_Your objective_:
Write out every item below word for word, leaving out the pictures.

_Dataset entries_:

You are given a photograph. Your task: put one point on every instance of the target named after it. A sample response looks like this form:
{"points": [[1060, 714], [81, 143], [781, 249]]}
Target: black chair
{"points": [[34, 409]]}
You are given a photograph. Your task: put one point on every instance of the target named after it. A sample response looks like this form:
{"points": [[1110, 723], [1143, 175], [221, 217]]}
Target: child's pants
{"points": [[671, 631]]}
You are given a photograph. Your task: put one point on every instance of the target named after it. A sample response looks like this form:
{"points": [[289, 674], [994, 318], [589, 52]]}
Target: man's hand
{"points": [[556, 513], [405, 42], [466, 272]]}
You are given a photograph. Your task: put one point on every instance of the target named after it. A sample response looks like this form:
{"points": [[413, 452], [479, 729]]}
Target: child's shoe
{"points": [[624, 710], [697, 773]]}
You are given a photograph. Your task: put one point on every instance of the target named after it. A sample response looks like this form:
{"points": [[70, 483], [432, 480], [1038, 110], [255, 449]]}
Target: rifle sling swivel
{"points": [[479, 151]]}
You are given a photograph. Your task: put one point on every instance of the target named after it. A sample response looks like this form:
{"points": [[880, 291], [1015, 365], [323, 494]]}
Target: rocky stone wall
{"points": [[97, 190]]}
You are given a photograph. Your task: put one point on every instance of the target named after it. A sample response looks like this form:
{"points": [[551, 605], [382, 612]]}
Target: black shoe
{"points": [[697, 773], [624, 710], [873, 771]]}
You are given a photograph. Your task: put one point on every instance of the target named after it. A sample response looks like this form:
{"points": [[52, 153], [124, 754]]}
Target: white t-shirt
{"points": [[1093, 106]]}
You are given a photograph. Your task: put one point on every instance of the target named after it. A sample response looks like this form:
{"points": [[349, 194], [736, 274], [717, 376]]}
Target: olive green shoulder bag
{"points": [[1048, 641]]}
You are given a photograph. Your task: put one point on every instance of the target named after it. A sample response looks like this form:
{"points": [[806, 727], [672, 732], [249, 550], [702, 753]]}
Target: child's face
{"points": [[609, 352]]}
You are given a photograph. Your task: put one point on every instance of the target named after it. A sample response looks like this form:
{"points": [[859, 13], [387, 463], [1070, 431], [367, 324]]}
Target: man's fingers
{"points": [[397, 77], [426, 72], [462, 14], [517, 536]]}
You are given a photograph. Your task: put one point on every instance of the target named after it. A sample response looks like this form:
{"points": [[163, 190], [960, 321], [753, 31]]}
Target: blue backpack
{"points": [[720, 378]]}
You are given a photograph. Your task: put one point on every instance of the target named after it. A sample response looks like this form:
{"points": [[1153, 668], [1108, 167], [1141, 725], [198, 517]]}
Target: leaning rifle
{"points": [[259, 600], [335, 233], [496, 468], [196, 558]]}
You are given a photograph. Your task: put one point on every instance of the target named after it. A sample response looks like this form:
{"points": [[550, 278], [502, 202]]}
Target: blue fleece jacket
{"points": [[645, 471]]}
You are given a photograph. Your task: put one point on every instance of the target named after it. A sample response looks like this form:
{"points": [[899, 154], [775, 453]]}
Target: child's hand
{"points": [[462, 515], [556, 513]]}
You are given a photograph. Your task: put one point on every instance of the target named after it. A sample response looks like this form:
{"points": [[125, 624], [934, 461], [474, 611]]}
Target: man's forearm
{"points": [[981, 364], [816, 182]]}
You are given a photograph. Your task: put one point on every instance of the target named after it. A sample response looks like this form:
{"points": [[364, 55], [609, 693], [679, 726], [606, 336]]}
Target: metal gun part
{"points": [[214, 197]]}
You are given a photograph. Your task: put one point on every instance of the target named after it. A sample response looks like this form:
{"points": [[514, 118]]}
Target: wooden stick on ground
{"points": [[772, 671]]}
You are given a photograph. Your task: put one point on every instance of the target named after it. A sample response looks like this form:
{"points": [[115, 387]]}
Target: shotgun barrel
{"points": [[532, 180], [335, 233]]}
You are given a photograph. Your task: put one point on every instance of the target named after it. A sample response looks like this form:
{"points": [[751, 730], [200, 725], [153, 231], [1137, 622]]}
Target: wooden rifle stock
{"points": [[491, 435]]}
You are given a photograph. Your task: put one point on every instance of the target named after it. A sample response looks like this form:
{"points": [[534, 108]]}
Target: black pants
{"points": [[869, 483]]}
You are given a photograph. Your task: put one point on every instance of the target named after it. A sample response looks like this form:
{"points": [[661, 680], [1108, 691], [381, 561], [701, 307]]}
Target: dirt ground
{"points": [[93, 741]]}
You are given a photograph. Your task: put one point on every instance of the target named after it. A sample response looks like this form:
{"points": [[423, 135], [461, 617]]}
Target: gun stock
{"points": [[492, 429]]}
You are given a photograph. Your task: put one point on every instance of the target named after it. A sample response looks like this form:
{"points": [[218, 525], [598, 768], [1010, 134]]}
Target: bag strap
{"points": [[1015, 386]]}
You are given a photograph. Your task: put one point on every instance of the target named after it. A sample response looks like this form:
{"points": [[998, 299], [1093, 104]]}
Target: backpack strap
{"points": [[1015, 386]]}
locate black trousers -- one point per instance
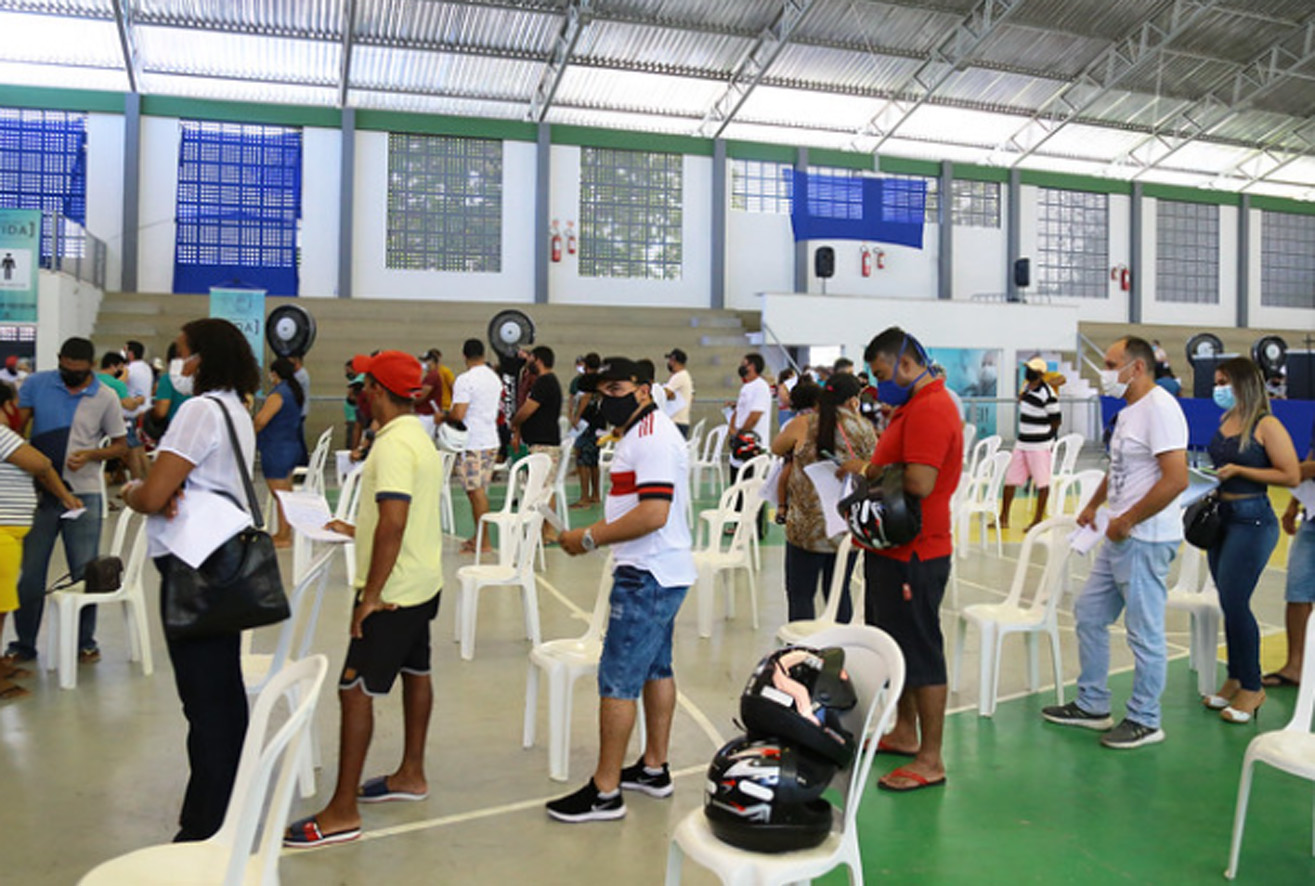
(208, 675)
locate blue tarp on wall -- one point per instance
(842, 208)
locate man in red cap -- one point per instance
(399, 579)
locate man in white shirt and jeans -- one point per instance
(1148, 471)
(645, 523)
(476, 396)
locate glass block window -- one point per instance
(1186, 263)
(1072, 243)
(44, 164)
(630, 213)
(760, 186)
(976, 204)
(1286, 260)
(238, 207)
(445, 204)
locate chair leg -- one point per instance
(1240, 815)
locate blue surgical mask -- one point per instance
(1224, 397)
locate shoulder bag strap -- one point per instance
(246, 476)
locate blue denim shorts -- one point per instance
(638, 643)
(1301, 565)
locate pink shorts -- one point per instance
(1028, 463)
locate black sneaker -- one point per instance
(637, 778)
(587, 806)
(1073, 715)
(1130, 734)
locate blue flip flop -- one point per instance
(376, 790)
(305, 834)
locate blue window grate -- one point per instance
(238, 207)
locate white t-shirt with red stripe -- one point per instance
(652, 462)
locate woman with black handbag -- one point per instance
(197, 468)
(1251, 451)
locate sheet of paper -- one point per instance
(204, 522)
(1305, 493)
(308, 513)
(831, 489)
(1085, 538)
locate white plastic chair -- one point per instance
(716, 565)
(526, 487)
(66, 606)
(712, 459)
(802, 630)
(1015, 615)
(238, 855)
(877, 671)
(522, 540)
(1195, 593)
(1290, 749)
(982, 501)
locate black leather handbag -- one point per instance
(237, 588)
(1202, 522)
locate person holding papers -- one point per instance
(1251, 451)
(188, 493)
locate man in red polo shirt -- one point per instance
(906, 584)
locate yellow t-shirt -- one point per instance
(404, 464)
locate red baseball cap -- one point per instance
(397, 371)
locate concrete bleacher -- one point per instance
(714, 339)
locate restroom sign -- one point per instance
(20, 241)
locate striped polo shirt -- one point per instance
(17, 494)
(1036, 410)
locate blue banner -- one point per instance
(245, 309)
(20, 256)
(842, 208)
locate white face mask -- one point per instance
(1110, 384)
(182, 383)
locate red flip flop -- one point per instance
(919, 781)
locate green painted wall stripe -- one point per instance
(1282, 204)
(50, 99)
(1190, 195)
(239, 112)
(760, 151)
(393, 121)
(840, 159)
(1067, 182)
(905, 166)
(631, 141)
(975, 172)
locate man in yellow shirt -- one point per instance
(399, 579)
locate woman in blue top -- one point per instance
(278, 427)
(1251, 451)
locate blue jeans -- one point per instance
(1236, 560)
(1301, 565)
(1126, 575)
(82, 543)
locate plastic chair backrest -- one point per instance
(1052, 535)
(261, 760)
(877, 669)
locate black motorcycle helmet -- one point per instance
(796, 696)
(765, 795)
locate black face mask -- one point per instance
(74, 377)
(617, 410)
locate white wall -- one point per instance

_Completed task_:
You are given a photograph. Your task: put one point on every instance of the target named after it. A sample response looks like this form:
{"points": [[1060, 714], [81, 143], [781, 249]]}
Target: black chair
{"points": [[34, 409]]}
You are given a photograph. Your task: put one point on every instance of the target named after it. A sample response looks like this form:
{"points": [[1110, 723], [1143, 175], [221, 217]]}
Target: child's pants
{"points": [[671, 631]]}
You are given a photograph. Your task: put one point on every instance of the target named after it. A sample response looks like this form:
{"points": [[289, 674], [994, 318], [589, 52]]}
Target: man's hand
{"points": [[556, 513], [405, 42], [466, 272]]}
You are given a photograph. Your task: put one point on every instance of the target named after it. A sample response looks like this form:
{"points": [[413, 452], [479, 729]]}
Target: child's shoe
{"points": [[624, 710], [697, 773]]}
You are given a photograph. Your task: put one point on every instance of the target named after it. A sample response looks like this form:
{"points": [[70, 483], [432, 480], [1038, 110], [255, 449]]}
Target: rifle sling swivel
{"points": [[479, 151]]}
You are given a photograph. Your task: put one point on every instance of the target named after it. A sample response looks like this form:
{"points": [[880, 291], [1015, 365], [323, 494]]}
Target: rocky stone wall
{"points": [[97, 190]]}
You are given a photograph. Your task: put one point on every instance of the target named after it. A sample response looks like this form:
{"points": [[551, 605], [382, 612]]}
Target: black shoe
{"points": [[697, 773], [624, 710], [873, 771]]}
You are given a photograph. Your task: put one point on every instance of the target named after it. A sample response looks like this form:
{"points": [[52, 153], [124, 754]]}
Target: white t-shirt
{"points": [[1093, 106]]}
You are given a photograph. Your task: put one point on every instance of the target named after it. A sample response looks like this form:
{"points": [[349, 194], [736, 274], [717, 376]]}
Target: olive green shoulder bag
{"points": [[1048, 641]]}
You are given a photograph. Your task: put one point on every instance of the target named after it. A sample response looks like this form:
{"points": [[806, 727], [672, 732], [249, 550], [702, 753]]}
Target: child's face
{"points": [[609, 352]]}
You are given a photograph. Your task: put one point on every instance of the target named after it. A sample response looks like this form:
{"points": [[859, 13], [387, 463], [1070, 431], [367, 324]]}
Target: man's fingers
{"points": [[397, 77], [426, 72], [462, 14], [517, 536]]}
You are given a photograph. Your task: put one point on every instance of the target named after it. A sample response looks like this form:
{"points": [[163, 190], [960, 321], [753, 31]]}
Target: blue backpack
{"points": [[720, 378]]}
You are given a photograph. Your task: put one point on every instance of the target named after it. A sample response looks like this form:
{"points": [[1153, 668], [1108, 167], [1141, 725], [198, 517]]}
Target: leaning rifle
{"points": [[259, 600], [335, 233], [496, 468], [196, 558]]}
You are given a photograph. Your task: put one point on every instance of the target named after it. A sample response looks like this form:
{"points": [[550, 278], [502, 202]]}
Target: blue fleece jacket
{"points": [[645, 471]]}
You are given a photograph. Your task: put one point on every instance of the target named after it. A sample response looks like this form:
{"points": [[899, 154], [775, 453]]}
Target: child's hand
{"points": [[462, 515], [556, 513]]}
You are given a photograph. Your task: put one point on every instance of the target named after it. A sample response looks like this form:
{"points": [[125, 624], [934, 461], [474, 611]]}
Target: man's forearm
{"points": [[981, 364], [816, 182]]}
You are given a photograph. Your task: put one point on every instance of the target named after it. A sample response looks like this form:
{"points": [[364, 55], [609, 693], [679, 726], [606, 336]]}
Target: metal gun part
{"points": [[214, 197]]}
You are given a photograph. Your task: put one point on every instance of the target named after it. A sample response looks like this form:
{"points": [[514, 118]]}
Target: wooden stick on ground
{"points": [[772, 671]]}
You are given a photograph. Your task: put one point on every instance of the target named after it. A sample response looks like this form:
{"points": [[115, 387]]}
Target: shotgun barrel
{"points": [[532, 180], [335, 233]]}
You are given a photograph. Your task: put one point on every instance of the target named after it. A sample response looks like this form:
{"points": [[751, 730], [200, 725], [153, 231], [1137, 622]]}
Target: wooden rifle stock
{"points": [[491, 435]]}
You are given a photograph. Your task: put one point on every instance of the target named after it. A sample response looks like this form:
{"points": [[534, 108]]}
Target: black pants
{"points": [[869, 483]]}
You are given a photograph. Your task: put one point on every instance of the target named after it. A sample response looks like this form:
{"points": [[661, 680], [1108, 691], [381, 561], [701, 307]]}
Target: dirt ground
{"points": [[93, 741]]}
You are given a photograph. Your task: put one point on every instance of the target named after it. A sample response looks like this form:
{"points": [[423, 135], [461, 617]]}
Target: gun stock
{"points": [[492, 429]]}
You are given a photograph. Your task: put one point on every instance of the target named after it. A sample response looks like this form:
{"points": [[218, 525], [598, 768], [1010, 134]]}
Target: bag strap
{"points": [[1015, 386]]}
You are given a photograph. Your task: put one point on every instance of the target named after it. A sample response looks like this form:
{"points": [[998, 299], [1093, 104]]}
Target: backpack strap
{"points": [[1015, 386]]}
locate black trousers -- one point per instance
(208, 675)
locate blue tarp on wall -- one point per instance
(842, 208)
locate man in red cap -- one point per instance
(399, 579)
locate man in white shirt and jeans -- one point per instance
(1148, 471)
(645, 523)
(476, 396)
locate glass block window -- one point per instance
(1186, 263)
(1072, 243)
(44, 164)
(630, 213)
(760, 186)
(976, 204)
(1286, 260)
(238, 207)
(445, 204)
locate chair leg -- one point per instance
(1240, 815)
locate blue surgical mask -- one point per instance
(1224, 397)
locate shoulder bag strap -- one point per instance
(246, 476)
locate blue denim shorts -- one point per instance
(638, 643)
(1301, 565)
locate pink shorts -- one point per instance
(1028, 463)
locate black sneaker -- one point per instance
(637, 778)
(587, 806)
(1073, 715)
(1130, 734)
locate blue flip flop -- one point per instance
(376, 790)
(305, 834)
locate blue window grate -- one point per instance
(238, 207)
locate white t-shirt with red stripe -- one point per instance
(652, 462)
locate woman with black handbag -- one point per instance
(197, 468)
(1251, 451)
locate sheet of paper -- one point per instance
(204, 522)
(1305, 493)
(308, 513)
(831, 489)
(1085, 538)
locate white plastic chair -- one point per instance
(716, 565)
(526, 487)
(66, 606)
(712, 459)
(802, 630)
(1015, 615)
(238, 855)
(877, 671)
(522, 540)
(1195, 593)
(1290, 749)
(982, 501)
locate black leather handbag -- one point per instance
(237, 588)
(1202, 522)
locate person holding papers -- one point per instance
(1251, 451)
(188, 493)
locate man in red polo shirt -- one point per instance
(906, 584)
locate yellow t-shirt -- one point per instance
(404, 464)
locate red baseball cap -- one point per instance
(397, 371)
locate concrete bleacher -- one point per instance
(714, 339)
locate restroom sign -- one point per instance
(20, 241)
locate striped polo shirt -- one point per instance
(17, 494)
(1036, 410)
locate blue banner -- one point per instance
(245, 309)
(20, 256)
(842, 208)
locate white face mask -- one point per instance
(1110, 384)
(182, 383)
locate red flip flop -- one point per instance
(919, 781)
locate green painted wall stripe -- one point per instance
(1282, 204)
(50, 99)
(1190, 195)
(239, 112)
(760, 151)
(393, 121)
(840, 159)
(1067, 182)
(905, 166)
(631, 141)
(975, 172)
locate man in yellow shirt -- one point per instance
(399, 579)
locate woman in blue top -- one point per instance
(278, 427)
(1251, 451)
locate blue jeans -- one point per instance
(1236, 560)
(1301, 565)
(1126, 575)
(82, 543)
locate plastic chair backrest -- one point per instance
(1052, 535)
(261, 760)
(877, 669)
locate black motorcycle helmet -- one point per instance
(796, 696)
(765, 795)
locate black face mask -- one point per instance
(74, 377)
(617, 410)
locate white wall -- one point per instance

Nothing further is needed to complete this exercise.